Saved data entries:
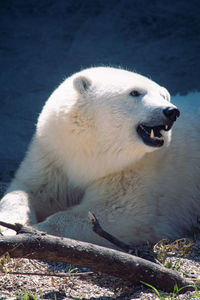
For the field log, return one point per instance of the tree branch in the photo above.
(38, 245)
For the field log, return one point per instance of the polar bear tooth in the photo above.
(152, 134)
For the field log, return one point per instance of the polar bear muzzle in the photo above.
(151, 135)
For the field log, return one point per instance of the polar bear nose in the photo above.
(171, 113)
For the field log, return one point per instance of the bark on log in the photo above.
(32, 244)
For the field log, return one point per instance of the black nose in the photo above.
(171, 113)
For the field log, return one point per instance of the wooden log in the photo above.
(32, 244)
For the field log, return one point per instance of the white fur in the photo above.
(87, 156)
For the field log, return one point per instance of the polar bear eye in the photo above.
(135, 93)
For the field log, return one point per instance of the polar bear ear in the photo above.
(165, 94)
(82, 84)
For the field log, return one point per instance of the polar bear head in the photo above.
(103, 119)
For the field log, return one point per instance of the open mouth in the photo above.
(152, 136)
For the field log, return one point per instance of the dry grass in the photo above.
(42, 280)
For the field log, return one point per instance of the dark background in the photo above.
(43, 42)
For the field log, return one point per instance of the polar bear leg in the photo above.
(71, 225)
(15, 208)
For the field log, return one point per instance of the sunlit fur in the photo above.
(86, 155)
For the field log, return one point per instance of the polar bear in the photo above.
(104, 143)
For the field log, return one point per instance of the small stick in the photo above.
(96, 227)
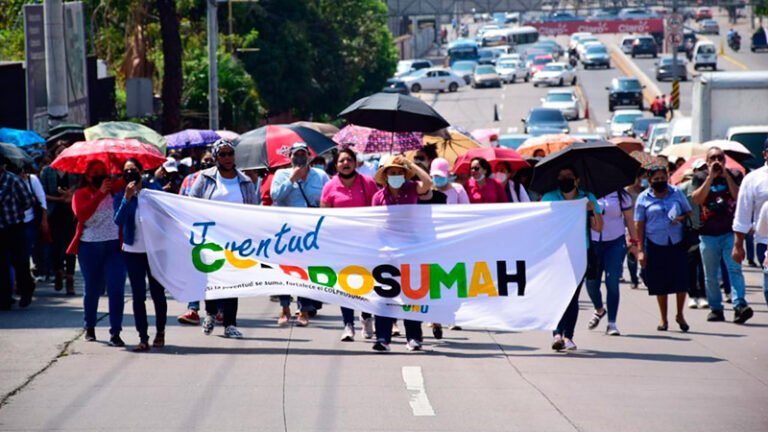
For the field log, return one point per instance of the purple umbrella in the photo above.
(366, 140)
(191, 138)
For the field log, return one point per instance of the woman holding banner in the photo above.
(568, 189)
(349, 189)
(392, 175)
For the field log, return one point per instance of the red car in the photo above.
(539, 62)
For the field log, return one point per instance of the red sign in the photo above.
(651, 25)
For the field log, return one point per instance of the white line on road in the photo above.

> **REQUIRED WORK**
Copy out all the data above exactly, minus the images.

> **SOLVED EXERCISE**
For the field log, return one point per instance of the tree branch in the photo above.
(38, 245)
For the field log, return one point per instance of the polar bear tooth in the photo above.
(152, 134)
For the field log, return one point per instance of the polar bear muzzle in the photo above.
(151, 135)
For the field log, return one point per instance of the polar bear nose in the photo above.
(171, 113)
For the field log, return one point per instance of the bark on log in the photo above.
(32, 244)
For the field log, return one point per instance of the black nose in the photo above.
(171, 113)
For the field log, return one point per instance of the wooden log in the photo above.
(32, 244)
For the field log, return one point per instance of the white fur in the photo above.
(87, 156)
For the field log, return one point per instance of the polar bear eye in the photo above.
(135, 93)
For the field log, return one point per instance of the polar bear ear in the photo above.
(165, 94)
(82, 84)
For the field log, return one point per instance of the polar bear head in the photo above.
(103, 119)
For the field log, return one point per instance of the open mouth in the photo above.
(152, 136)
For the field log, return one point per instance of the dry grass in the photo above.
(42, 280)
For the field log, return one point per instance of the dark background in the photo above.
(43, 42)
For the field log, return one point per instance of the polar bear leg in the photo above.
(71, 225)
(15, 208)
For the field log, return one point per instance of the sunlit fur in the photo above.
(86, 155)
For the field log, return one point per instance of the polar bear in the photo above.
(104, 143)
For the field log, return one point per instance of the small stick in the photo above.
(96, 227)
For the field log, return one point per instance of the purple umbrella in the photo above.
(366, 140)
(191, 138)
For the field log, return one point per instance of the woman holding banner in the photo above.
(568, 189)
(349, 189)
(392, 175)
For the field log, return one point per instance of the red car in the photo above.
(539, 62)
For the field log, return one point per instance of the red sign in the photo above.
(651, 25)
For the field log, return one point per instance of the white line on road in the photo above.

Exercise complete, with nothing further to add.